[Entries drawn from a collection]
-------

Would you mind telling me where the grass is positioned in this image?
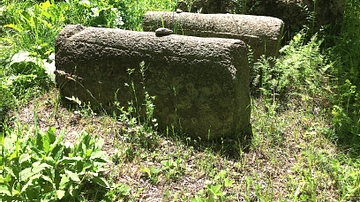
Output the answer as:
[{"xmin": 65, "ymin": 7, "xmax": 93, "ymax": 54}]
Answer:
[{"xmin": 0, "ymin": 0, "xmax": 360, "ymax": 201}]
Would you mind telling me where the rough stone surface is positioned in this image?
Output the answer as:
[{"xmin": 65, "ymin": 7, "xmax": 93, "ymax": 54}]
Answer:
[
  {"xmin": 143, "ymin": 12, "xmax": 283, "ymax": 60},
  {"xmin": 55, "ymin": 25, "xmax": 250, "ymax": 139},
  {"xmin": 187, "ymin": 0, "xmax": 345, "ymax": 40}
]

-------

Reproduce the listing above with every instance of "positioned" replaced by "located", leaving all else unchanged. Omit the pictures from your version.

→ EXERCISE OUTPUT:
Would you mind telling me where the grass is located in this image?
Output the answer as:
[{"xmin": 65, "ymin": 7, "xmax": 93, "ymax": 54}]
Answer:
[{"xmin": 0, "ymin": 0, "xmax": 360, "ymax": 201}]
Would you mind telling me where the rough stone surface is located in this image?
Output the answer as:
[{"xmin": 65, "ymin": 7, "xmax": 93, "ymax": 54}]
Answer:
[
  {"xmin": 143, "ymin": 12, "xmax": 283, "ymax": 60},
  {"xmin": 55, "ymin": 25, "xmax": 250, "ymax": 139},
  {"xmin": 187, "ymin": 0, "xmax": 345, "ymax": 40}
]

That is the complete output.